§ **TASKS AND EXERCISES**
a: Using the text about Yevhen Sverstiuk, explain in one to three sentences what the National Act of Freedom was meant to do.
b: From the text about Yevhen Sverstiuk, translate this sentence into Spanish: "Yevhen Sverstiuk died on 1 December 2014, twelve days before his 87th birthday."

After the declaration of Ukraine's independence, Sverstiuk was an active ideologist of the desovietization of the country. His publications devoted to overcoming the Soviet legacy in spiritual life are widely known.

He was one of the participants of the "First of December" initiative group, an association of Ukrainian intellectuals and public figures created in 2011. In its composition, he was one of the authors of the National Act of Freedom, a social contract proposed to the Verkhovna Rada of Ukraine, which was published on 14 February 2014 and was intended to find ways out of the political crisis.

Yevhen Sverstiuk died on 1 December 2014, twelve days before his 87th birthday. He was buried on 4 December 2014 at the Baikove cemetery (plot No. 33). The burial ceremony took place in the Church of the Nativity of the Virgin of the Ukrainian Autocephalous Orthodox Church (UAOC), and the Teacher's House in Kyiv.

== Writings ==
Sverstiuk is an author of books, numerous articles on literary studies, psychology, and religious studies; poems, as well as translations from German, English, and Russian into Ukrainian. Some of Sverstyuk's literary and critical essays appeared (mainly in the first half of the 1960s) in the magazines "Vitchyzna," "Dnipro," "Zhovten," "Duklya" (an essay about Mykola Zerov), the newspaper "Literature Ukraine "; others (from the end of the 1960s) in "Samvydav" (Kotlyarevsky laughs, The Last Tear about Taras Shevchenko, Vasyl Symonenko – an idea, Traces of tales about Ivan's youth, etc.), reprinted abroad (mainly in the collection "Wide Sea of Ukraine", 1972, "Panorama of the newest literature in the Ukrainian SSR," 1974). The essay The Cathedral in the Scaffolding (1970) was published as a separate book (in "Samvydav") about the novel The Cathedral by Oles Honchar.

== Selected works ==

- Prodigal sons of Ukraine. Compiled by Taras Marusyk. – Kyiv: "Knowledge" of Ukraine, 1993. – 256 p. Cover and illustrations by Opanas Zalivakha. A collection of essays, literary and critical articles, and the author's speeches dedicated to the revival of spirituality and moral and ethical problems. ("Kobza"; 1–2; 3–4. Series 6. Writers of Ukraine and the Diaspora).
- On the feast of hope. – Kyiv: Our faith, 1999. 784 pages.
- On the waves of "Freedom." Short essays. – Lutsk: VMA "Teren", 2004.
- Not peace, but a sword. Essays. – Lutsk: VMA "Teren", 2009.
- The truth is wormwood. – Kyiv, Kyiv-Mohyla Academy, 2009.
- Shevchenko beyond time. Essays. / Compiled by Oleksiy Sinchenko. – Lutsk: VMA "Teren" – Kyiv: Publishing House "Kyiv-Mohyla Academy," 2011. – 277 p.
- Gogol and the Ukrainian night / Compiled by Oleksiy Sinchenko. – Kyiv: Clio, 2013.
- Bright voices of life. - Kyiv: Clio, 2015.

§ **DATASET EXCERPTS**
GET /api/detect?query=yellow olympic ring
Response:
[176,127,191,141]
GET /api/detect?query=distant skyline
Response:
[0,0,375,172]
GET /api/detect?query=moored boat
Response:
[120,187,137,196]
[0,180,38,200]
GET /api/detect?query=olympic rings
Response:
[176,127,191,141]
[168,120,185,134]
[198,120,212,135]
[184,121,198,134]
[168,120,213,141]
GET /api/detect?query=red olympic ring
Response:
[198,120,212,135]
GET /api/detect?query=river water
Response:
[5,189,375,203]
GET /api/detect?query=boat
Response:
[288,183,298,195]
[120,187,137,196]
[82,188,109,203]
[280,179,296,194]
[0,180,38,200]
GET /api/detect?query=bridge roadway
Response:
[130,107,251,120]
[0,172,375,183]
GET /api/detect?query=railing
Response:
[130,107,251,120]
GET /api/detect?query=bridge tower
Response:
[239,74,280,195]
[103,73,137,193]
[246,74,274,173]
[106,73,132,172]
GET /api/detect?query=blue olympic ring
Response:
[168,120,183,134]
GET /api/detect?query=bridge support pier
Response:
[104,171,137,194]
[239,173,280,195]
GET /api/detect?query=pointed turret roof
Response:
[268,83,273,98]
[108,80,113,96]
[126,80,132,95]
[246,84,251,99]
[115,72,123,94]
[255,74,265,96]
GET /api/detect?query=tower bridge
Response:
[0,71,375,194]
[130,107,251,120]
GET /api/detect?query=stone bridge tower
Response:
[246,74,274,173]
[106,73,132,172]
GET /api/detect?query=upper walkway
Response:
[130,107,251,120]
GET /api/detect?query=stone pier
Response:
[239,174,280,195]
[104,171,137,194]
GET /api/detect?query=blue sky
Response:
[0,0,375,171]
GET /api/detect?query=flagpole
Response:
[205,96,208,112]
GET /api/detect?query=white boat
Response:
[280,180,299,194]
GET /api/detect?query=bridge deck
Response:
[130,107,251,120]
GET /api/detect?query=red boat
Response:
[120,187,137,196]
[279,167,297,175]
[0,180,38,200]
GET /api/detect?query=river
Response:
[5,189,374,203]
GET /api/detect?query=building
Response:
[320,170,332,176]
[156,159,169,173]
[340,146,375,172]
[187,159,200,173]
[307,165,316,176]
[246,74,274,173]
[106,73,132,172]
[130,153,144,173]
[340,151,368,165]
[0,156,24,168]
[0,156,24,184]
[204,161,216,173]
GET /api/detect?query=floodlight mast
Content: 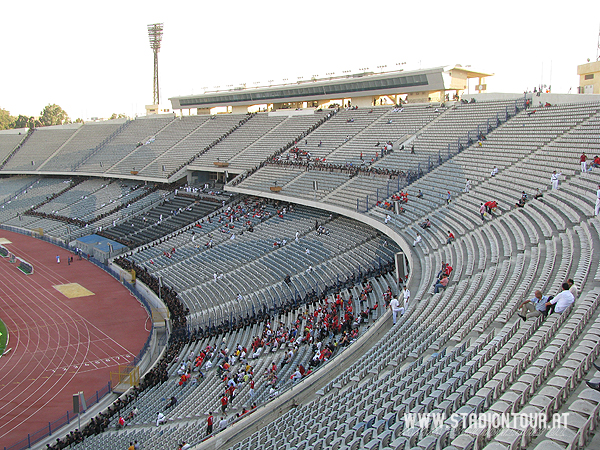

§ **ANSWERS FOR THIS EXERCISE**
a: The National Act of Freedom was a social contract proposed to the Verkhovna Rada of Ukraine. It was published on 14 February 2014 and was intended to find ways out of the political crisis.

b: Yevhen Sverstiuk murió el 1 de diciembre de 2014, doce días antes de cumplir 87 años.